BEGIN Selected excerpt
In the meantime, attorney Gonzalez negotiated an aggregate settlement with Jim Walter Homes on behalf of 349 of his clients for $1.8 million dollars. This was to be divided among his clients according to a formula devised by attorney Gonzalez and overseen by Jim Walter Homes’ legal staff. On June 11, two weeks after the judgment had been signed, attorney Gonzalez called the Quinteros to his office to discuss settling their ease with Jim Walter Homes. Neither the Quinteros, nor Gonzalez, nor the attorneys for Jim Walter Homes were aware at that time that attorney Gandy had obtained the May 27 judgment. Only attorney Gandy, who had taken the time to check the file at the Courthouse, knew that the trial court had finally entered the judgment. He was unaware of and was not involved with the settlement negotiations between Jim Walter Homes and attorney Gonzalez.
As a result of a conversation with the office manager for attorney Gonzalez, the [228]*228Quinteros decided to go ahead and settle their claim against Jim Walter Homes. They agreed to join with all the other clients of Gonzalez and share in the settlement and signed a release of their claims against Jim Walter Homes. A joint motion to dismiss the Quinteros’ suit was signed by attorney Gonzalez and by Jim Walter Homes’ attorney on June 11, 1981. Under the terms of this settlement agreement, the Quinteros were to receive about $3900.00 cash and certain deductions on their note payable to Jim Walter Homes. The total value of their part of the settlement was $13,687.00.
On June 22, 1981, Gandy informed the Quinteros of the May 27,1981, judgment in their favor. The Quinteros immediately notified the trial court that they disproved of the settlement and release and were revoking Gonzalez’ authority to represent them any further.
Although the attorneys for Jim Walter Homes knew that the Quinteros no longer consented to the joint motion to dismiss, they nonetheless filed the consent dismissal motion with the trial court. Pursuant to the motion, the trial court (impliedly) set aside its first judgment, favorable to the Quinteros, and entered a new judgment on August 18, 1981, which dismissed their suit against Jim Walter Homes.
END Selected excerpt
◆ Exercise:
Pick up the account of the Quinteros' case against Jim Walter Homes after its final sentence and keep writing it.
BEGIN Extracted material
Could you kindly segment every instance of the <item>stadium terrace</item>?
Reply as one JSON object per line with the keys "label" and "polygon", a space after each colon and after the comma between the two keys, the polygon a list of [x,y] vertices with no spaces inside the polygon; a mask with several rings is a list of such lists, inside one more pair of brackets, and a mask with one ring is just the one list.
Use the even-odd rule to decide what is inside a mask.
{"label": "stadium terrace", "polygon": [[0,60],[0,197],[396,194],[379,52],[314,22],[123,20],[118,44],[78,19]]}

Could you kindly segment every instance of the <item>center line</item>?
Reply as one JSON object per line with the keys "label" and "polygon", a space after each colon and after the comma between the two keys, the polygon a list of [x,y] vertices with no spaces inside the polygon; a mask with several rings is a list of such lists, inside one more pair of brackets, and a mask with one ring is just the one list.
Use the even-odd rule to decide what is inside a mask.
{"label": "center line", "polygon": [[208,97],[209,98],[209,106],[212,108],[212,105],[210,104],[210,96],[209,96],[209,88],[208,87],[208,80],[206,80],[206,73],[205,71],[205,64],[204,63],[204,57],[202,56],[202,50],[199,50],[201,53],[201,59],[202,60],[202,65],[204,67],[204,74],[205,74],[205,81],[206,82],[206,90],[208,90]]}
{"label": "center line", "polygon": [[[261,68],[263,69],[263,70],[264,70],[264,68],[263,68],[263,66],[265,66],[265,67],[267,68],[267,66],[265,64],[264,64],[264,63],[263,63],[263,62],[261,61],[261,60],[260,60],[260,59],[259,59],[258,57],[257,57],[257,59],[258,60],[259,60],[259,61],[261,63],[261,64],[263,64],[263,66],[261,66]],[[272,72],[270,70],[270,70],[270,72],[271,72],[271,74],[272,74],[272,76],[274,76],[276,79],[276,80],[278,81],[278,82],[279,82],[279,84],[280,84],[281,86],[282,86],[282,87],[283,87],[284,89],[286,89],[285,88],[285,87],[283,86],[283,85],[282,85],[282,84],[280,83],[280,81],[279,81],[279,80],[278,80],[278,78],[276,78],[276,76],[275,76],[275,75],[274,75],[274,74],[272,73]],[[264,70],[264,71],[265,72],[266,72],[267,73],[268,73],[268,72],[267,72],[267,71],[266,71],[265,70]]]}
END Extracted material
◆ The answer:
The Quinteros appealed the dismissal of their case to this Court in Quintero v. Jim Walter Homes, Inc., 648 S.W.2d 746 (Tex.App.—Corpus Christi), rev’d, 654 S.W.2d 442 (Tex.1983). That initial appeal dealt solely with the procedural issue of whether a judgment of dismissal can be based on a joint motion to dismiss where one party has repudiated his consent to the joint motion. On writ of error, the Supreme Court held that a party has the right to revoke his consent to a joint motion to dismiss at any time before the rendition of judgment and that the trial court had therefore erred in granting the motion. Quintero v. Jim Walter Homes, Inc., 654 S.W.2d 442, 444 (Tex.1983). Since the joint motion to dismiss was the only pleading before the trial court upon which a judgment of dismissal could have been rendered, the Supreme Court ordered that the dismissal be set aside and remanded the case to the trial court to determine if Jim Walter Homes could plead and prove an enforceable settlement agreement under the release signed by the Quinteros.
On remand, the trial court concluded that the release was valid and enforceable, even though the Quinteros had revoked their consent, and entered a take-nothing judgment against the Quinteros on November 9, 1984. The Quinteros appeal that decision and seek reinstatement of the initial judgment in their favor of May 27, 1981.
In their last three points of error, the Quinteros allege that the trial court’s conclusion was erroneous. They claim that since no one involved in the settlement negotiations knew of the judgment’s existence, a “mistake of fact” existed which allows them to annul the release. Their argument tracks the general rule that a contract made under a mistake or ignorance of material facts is voidable and re-lievable in equity. See, e.g., A.L.G. Enterprises v. Huffman, 660 S.W.2d 603 (Tex.App.-Corpus Christi 1983), modified, 672 S.W.2d 230 (Tex.1984).
We overrule these last three grounds of error. The attorney who tried the case for the Quinteros, Francis Gandy, had knowledge of the judgment’s existence several weeks before the Quinteros signed the release and settlement agreement. The knowledge of an attorney is imputed to his client. Fonseca v. County of Hidalgo, 527 S.W.2d 474 (Tex.Civ.App.-Corpus Christi 1975, writ ref'd n.r.e.); Dixon v. United States Fidelity & Guaranty Co., 293 S.W. 291 (Tex.Civ.App.-Texarkana 1926, writ dism’d w.o.j.). This knowledge includes not only that which an attorney knows, but also that which with due diligence he could have learned. Texas Employers Insurance Association v. Wermske, 349 S.W.2d 90 (Tex.1961); Fonseca at 479. With due diligence, Gonzalez easily could have learned of the entry of the judgment. Thus, one of the attorneys for the Quinteros knew, and the other [229]*229should have known of the judgment’s existence at the time the Quinteros signed the release. As we noted in Fonseca at 479, “a party is as fully concluded by the acts of his attorney as if he were acting for himself. A Court will not set aside a judgment because of the negligence or mistakes of his attorney.” The Quinteros’ last three points are overruled.
In their first four points of error, the Quinteros allege that the release and settlement agreement were invalid because they were made in contravention of Disciplinary Rule 5-106 of the Texas Code of Professional Responsibility.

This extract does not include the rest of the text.